• **Exercise details**:
Line count for the string "photo" in the records below: report that figure and nothing else.

• **Dataset excerpts**:
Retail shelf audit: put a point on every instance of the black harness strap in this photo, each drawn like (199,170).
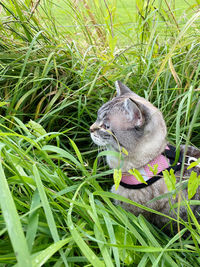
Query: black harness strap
(171,155)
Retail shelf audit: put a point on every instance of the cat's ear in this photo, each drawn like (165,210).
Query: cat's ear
(133,112)
(121,88)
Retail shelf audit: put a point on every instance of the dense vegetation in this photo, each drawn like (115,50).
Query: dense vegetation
(54,192)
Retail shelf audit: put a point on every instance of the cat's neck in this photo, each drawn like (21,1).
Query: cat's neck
(142,155)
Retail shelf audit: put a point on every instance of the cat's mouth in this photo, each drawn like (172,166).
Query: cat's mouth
(98,140)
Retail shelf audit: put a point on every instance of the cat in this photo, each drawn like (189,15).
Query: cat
(132,124)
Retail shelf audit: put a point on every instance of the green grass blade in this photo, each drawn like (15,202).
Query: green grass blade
(43,256)
(33,220)
(13,223)
(47,210)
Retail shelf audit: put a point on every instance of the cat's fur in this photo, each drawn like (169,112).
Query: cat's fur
(132,122)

• **Exercise output**:
8